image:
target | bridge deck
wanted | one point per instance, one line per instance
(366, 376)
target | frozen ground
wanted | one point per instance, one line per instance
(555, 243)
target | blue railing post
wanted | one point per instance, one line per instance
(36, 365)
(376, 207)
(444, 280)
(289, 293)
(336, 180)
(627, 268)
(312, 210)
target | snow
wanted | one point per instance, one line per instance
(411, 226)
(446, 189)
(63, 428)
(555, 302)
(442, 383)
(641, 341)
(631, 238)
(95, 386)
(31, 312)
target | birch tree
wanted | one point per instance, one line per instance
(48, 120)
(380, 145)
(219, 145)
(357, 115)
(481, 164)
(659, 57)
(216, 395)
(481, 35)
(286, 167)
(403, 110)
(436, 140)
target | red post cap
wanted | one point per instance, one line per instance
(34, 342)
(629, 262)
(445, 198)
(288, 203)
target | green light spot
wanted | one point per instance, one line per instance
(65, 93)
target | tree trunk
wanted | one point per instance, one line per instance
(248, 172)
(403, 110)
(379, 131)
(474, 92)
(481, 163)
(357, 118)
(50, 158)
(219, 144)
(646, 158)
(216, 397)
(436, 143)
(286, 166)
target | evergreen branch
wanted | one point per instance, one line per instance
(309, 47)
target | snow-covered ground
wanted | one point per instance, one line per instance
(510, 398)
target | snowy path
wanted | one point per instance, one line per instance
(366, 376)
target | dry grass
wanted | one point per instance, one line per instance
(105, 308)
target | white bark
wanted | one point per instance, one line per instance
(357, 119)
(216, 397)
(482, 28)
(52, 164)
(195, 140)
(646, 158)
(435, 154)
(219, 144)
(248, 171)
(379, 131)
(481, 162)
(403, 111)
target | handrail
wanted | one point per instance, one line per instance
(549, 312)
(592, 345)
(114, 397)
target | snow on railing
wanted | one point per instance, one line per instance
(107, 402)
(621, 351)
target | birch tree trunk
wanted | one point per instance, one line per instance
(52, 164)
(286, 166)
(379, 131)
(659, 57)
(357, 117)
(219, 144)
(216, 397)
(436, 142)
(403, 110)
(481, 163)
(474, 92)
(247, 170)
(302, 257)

──────

**Exercise:**
In the entries above, restate word for word the lines between the one holding "target | evergreen branch" and the one holding "target | white bark", inclusive, and nothing besides.

**Your response:**
target | evergreen branch
wanted | one point per instance, one line per instance
(309, 47)
target | snow-covered ground
wanted | one point per instance, one line per instance
(510, 398)
target | snowy path
wanted | one point per instance, one line per instance
(366, 376)
target | dry grass
wanted | one point per instance, one line per instance
(105, 308)
target | white bark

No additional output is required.